TASK REQUIREMENTS
Can you copy out, word for word, every line from the one containing "In this photo, point at the white door, one" through the end of the items?

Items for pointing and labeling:
· · ·

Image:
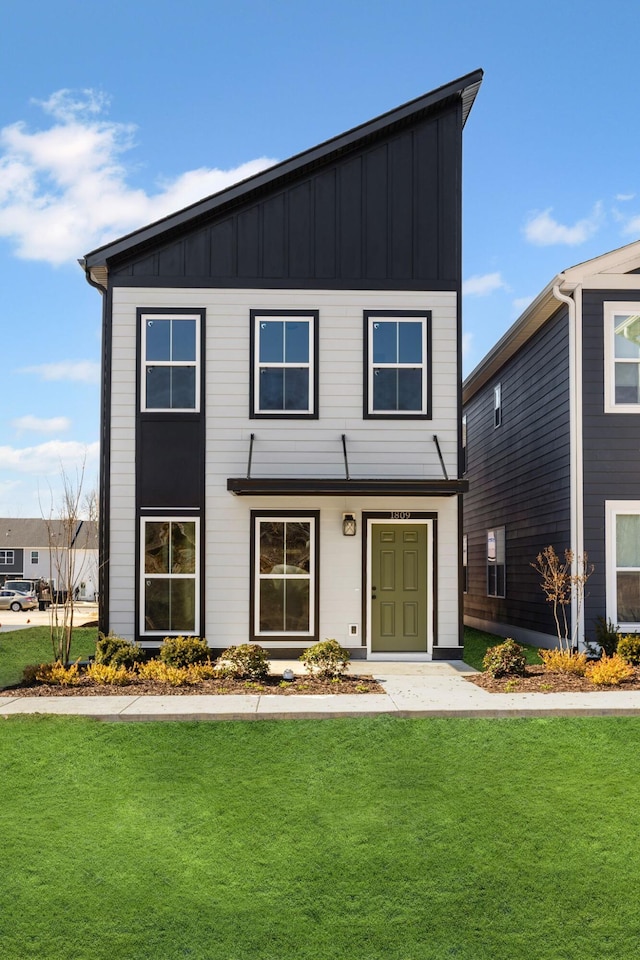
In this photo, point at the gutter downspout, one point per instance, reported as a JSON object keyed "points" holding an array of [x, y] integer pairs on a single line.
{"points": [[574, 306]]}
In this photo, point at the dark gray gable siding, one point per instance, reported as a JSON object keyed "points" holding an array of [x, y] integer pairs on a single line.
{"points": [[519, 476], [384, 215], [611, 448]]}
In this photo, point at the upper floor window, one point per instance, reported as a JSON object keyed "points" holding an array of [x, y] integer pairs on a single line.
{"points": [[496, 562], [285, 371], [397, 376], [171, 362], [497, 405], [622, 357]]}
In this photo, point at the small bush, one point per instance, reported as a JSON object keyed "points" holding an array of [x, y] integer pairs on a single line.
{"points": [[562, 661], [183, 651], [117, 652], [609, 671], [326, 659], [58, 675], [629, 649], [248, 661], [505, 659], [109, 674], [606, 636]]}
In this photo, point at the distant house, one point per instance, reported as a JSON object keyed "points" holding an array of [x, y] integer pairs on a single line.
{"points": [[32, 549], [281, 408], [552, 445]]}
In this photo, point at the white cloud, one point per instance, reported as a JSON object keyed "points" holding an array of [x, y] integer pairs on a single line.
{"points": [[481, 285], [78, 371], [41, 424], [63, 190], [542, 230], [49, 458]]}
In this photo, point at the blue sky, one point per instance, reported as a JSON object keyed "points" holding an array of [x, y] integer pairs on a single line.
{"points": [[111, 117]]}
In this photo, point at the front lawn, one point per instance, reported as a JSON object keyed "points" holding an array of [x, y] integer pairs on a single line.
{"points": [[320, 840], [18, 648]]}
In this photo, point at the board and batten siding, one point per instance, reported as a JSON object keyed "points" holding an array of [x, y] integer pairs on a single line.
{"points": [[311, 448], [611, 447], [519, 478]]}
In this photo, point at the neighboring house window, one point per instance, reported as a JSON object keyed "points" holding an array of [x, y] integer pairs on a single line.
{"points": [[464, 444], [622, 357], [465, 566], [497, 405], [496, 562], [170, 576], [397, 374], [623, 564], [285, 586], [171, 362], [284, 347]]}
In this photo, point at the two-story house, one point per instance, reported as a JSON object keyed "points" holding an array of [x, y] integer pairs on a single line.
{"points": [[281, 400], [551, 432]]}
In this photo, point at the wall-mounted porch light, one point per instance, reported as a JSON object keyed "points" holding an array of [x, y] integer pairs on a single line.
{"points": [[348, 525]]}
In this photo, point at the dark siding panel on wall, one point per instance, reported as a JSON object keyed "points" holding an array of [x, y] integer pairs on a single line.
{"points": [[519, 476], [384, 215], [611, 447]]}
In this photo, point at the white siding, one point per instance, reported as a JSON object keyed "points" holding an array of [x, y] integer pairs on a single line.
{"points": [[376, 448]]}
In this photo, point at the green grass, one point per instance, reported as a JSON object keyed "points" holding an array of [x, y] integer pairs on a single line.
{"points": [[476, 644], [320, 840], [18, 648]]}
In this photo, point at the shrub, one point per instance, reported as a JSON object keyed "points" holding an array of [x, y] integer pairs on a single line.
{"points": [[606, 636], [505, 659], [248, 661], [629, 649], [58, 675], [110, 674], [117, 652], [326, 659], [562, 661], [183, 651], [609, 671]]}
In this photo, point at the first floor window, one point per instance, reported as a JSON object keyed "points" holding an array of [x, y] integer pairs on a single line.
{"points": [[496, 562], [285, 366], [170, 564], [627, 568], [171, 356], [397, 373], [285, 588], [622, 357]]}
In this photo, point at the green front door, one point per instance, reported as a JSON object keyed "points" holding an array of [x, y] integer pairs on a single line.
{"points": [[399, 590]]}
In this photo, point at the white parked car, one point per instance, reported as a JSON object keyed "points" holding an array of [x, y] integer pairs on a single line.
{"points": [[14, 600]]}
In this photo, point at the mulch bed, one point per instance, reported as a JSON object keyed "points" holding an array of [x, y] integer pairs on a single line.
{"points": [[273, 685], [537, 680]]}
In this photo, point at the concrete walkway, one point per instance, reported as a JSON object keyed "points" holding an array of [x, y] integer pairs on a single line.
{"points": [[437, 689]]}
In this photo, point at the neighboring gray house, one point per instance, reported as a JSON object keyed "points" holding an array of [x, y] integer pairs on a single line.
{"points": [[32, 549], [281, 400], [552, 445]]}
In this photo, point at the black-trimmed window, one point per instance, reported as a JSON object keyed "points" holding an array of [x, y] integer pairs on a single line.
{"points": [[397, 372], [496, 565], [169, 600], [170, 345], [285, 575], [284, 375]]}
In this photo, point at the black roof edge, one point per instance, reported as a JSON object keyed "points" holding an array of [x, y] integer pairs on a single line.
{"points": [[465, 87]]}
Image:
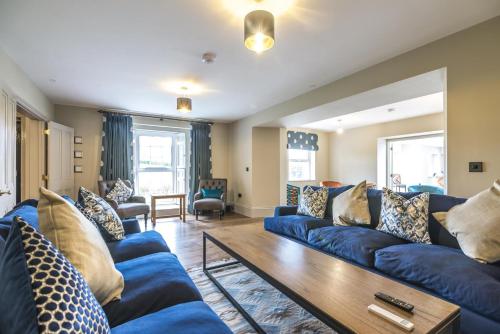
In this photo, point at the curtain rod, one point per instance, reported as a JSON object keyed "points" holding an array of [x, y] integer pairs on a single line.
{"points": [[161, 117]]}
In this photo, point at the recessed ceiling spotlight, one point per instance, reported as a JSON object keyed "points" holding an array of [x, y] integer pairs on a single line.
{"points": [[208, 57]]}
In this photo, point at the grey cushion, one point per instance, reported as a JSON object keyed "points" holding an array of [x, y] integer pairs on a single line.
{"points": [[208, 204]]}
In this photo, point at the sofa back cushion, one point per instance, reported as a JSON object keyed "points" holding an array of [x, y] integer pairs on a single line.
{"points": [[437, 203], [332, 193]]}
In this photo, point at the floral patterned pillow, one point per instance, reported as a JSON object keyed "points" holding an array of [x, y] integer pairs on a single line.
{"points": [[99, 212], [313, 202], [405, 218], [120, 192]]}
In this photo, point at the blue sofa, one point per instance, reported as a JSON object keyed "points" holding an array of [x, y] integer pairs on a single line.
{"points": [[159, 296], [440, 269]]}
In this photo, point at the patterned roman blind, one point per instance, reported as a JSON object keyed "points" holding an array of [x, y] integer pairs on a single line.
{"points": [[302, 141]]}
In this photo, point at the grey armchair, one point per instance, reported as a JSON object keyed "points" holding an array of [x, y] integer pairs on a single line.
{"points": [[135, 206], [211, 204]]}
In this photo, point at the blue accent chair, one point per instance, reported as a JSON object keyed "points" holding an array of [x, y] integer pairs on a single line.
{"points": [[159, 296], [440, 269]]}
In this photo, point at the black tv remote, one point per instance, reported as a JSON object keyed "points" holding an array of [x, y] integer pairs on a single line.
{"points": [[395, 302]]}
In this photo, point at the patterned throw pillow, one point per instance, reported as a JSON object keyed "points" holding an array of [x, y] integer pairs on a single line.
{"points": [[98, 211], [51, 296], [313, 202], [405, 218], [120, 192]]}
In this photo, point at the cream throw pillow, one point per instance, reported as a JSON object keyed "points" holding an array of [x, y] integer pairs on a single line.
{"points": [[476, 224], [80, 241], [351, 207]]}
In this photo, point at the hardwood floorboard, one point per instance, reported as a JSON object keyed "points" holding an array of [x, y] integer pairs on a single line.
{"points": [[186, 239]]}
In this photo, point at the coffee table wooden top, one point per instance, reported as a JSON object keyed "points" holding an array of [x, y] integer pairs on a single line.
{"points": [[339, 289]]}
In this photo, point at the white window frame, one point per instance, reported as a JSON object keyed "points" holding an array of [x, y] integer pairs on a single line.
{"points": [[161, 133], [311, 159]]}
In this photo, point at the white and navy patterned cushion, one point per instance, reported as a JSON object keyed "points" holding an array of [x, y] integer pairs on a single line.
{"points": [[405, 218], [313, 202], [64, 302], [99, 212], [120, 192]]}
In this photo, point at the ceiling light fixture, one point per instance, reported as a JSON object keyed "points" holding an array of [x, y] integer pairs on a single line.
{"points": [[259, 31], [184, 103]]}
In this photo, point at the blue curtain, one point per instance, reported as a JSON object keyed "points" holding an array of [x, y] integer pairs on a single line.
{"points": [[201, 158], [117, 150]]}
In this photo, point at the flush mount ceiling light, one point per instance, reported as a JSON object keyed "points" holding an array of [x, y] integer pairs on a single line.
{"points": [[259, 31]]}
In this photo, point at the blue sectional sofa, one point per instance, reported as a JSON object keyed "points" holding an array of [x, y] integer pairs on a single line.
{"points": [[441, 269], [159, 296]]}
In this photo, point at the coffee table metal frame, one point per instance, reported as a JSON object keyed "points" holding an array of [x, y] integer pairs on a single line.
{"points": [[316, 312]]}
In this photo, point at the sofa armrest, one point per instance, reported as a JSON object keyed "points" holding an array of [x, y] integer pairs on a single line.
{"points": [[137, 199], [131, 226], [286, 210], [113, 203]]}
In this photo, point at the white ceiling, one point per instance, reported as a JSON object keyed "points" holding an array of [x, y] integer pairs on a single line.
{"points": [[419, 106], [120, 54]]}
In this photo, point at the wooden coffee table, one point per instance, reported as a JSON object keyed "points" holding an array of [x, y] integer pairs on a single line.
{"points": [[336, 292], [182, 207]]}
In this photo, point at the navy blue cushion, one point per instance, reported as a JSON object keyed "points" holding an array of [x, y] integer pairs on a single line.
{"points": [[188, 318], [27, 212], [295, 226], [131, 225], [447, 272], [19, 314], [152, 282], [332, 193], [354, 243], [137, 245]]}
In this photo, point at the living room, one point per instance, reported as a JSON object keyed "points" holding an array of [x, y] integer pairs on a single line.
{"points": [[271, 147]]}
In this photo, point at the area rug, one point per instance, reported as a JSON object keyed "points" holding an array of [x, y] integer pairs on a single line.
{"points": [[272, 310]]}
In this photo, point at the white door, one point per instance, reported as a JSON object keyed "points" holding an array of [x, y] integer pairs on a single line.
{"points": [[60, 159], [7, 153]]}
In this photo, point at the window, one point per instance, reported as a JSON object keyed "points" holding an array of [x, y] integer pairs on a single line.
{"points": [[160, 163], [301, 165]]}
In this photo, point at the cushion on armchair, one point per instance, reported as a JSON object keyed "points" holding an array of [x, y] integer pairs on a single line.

· · ·

COMPLETE OUTPUT
In this photo, point at the white door, one point per instance, reported as a JSON object keyed "points" holding an array of [x, y] integer pairs on a single line.
{"points": [[60, 159], [7, 153]]}
In this photo, point at the window, one point per instance, reported as a JSON object keyed "points" holding an array of [x, y] integer pairs on a single line.
{"points": [[160, 163], [301, 165]]}
In this photo, point at the cushion on armchair, one point per instance, reported as a JSON object keyed "points" holding an array of [x, y] integer pairs on a single line.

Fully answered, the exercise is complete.